_EXERCISE_
Please copy the last part of the entries exactly: the line that has "Where can the metal spoon" and every line up to and including the end, nothing more.

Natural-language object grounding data
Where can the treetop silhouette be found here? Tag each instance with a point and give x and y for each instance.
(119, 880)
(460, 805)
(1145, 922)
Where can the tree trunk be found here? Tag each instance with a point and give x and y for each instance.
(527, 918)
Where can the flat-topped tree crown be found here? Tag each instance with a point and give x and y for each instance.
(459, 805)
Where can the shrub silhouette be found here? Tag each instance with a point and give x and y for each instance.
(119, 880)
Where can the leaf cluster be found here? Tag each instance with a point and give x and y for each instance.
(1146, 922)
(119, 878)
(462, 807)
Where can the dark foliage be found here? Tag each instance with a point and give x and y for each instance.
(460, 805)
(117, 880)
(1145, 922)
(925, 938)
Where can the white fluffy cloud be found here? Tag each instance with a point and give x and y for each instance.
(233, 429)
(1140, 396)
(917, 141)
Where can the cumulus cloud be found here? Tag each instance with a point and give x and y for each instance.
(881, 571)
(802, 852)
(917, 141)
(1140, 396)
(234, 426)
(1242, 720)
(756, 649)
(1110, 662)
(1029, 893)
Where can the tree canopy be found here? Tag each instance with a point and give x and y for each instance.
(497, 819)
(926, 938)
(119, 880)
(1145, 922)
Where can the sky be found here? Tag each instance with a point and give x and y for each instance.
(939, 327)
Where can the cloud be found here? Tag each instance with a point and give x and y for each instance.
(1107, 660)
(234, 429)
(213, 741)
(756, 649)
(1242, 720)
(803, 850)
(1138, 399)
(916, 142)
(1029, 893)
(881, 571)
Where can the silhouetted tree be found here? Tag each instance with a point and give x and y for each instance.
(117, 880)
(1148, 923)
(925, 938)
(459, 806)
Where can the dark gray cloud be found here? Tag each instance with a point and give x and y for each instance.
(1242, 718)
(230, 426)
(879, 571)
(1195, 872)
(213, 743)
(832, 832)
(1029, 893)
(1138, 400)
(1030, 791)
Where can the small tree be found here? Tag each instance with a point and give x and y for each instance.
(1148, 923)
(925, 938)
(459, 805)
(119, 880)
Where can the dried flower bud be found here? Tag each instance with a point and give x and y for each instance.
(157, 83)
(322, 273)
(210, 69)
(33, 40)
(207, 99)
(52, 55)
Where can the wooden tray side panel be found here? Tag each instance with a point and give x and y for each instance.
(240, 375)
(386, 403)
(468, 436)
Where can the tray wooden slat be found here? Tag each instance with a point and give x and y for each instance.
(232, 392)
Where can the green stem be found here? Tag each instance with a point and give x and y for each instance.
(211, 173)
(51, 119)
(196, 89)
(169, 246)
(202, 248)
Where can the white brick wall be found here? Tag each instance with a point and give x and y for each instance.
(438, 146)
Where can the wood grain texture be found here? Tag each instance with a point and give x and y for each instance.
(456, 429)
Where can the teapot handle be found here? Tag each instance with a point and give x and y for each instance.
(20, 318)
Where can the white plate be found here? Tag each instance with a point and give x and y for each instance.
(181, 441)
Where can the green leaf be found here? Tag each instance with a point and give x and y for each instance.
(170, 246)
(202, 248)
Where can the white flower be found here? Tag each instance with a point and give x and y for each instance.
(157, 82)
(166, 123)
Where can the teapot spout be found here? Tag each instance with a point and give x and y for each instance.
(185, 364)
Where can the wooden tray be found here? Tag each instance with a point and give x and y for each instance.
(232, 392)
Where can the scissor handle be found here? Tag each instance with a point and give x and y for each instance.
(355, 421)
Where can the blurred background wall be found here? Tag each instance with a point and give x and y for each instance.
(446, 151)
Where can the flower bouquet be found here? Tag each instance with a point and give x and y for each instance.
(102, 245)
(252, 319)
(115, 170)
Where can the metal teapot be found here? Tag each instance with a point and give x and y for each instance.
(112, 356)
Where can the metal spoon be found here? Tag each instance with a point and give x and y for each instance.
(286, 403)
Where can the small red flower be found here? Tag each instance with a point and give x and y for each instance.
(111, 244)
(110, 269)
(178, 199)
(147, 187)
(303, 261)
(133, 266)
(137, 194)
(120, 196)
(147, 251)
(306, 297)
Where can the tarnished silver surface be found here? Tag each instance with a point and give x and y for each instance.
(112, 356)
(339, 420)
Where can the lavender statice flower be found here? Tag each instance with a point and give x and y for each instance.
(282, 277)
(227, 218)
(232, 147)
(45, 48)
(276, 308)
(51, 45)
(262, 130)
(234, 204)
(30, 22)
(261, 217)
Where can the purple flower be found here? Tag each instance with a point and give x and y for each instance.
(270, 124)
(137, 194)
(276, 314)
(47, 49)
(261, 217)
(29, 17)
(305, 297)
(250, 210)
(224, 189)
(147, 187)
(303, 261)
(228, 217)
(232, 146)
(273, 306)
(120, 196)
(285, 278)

_RESPONSE BELOW_
Where can the metal spoon be found here? Tag each instance with a point and give x and y for each instance.
(286, 403)
Where can the small red flower be found here? Tag each instance with a point and give x and y for each instance.
(111, 244)
(110, 269)
(178, 199)
(147, 187)
(303, 261)
(133, 266)
(137, 194)
(120, 196)
(147, 251)
(306, 297)
Where can the tarnished silver surface be found here? Tag each instance with a point and give x and y for each instance.
(112, 356)
(339, 420)
Where can the lavender statice flower be found here? Tag each instance with a point and give x and y for each instance.
(282, 277)
(227, 218)
(232, 147)
(45, 48)
(276, 308)
(51, 45)
(262, 130)
(234, 204)
(30, 22)
(261, 217)
Where can the purple flower be found here? Tag each instance with a point and give x and y for each instance.
(270, 124)
(137, 194)
(276, 314)
(47, 49)
(261, 217)
(29, 17)
(305, 297)
(250, 210)
(224, 189)
(147, 187)
(303, 261)
(228, 217)
(232, 146)
(273, 306)
(120, 196)
(285, 278)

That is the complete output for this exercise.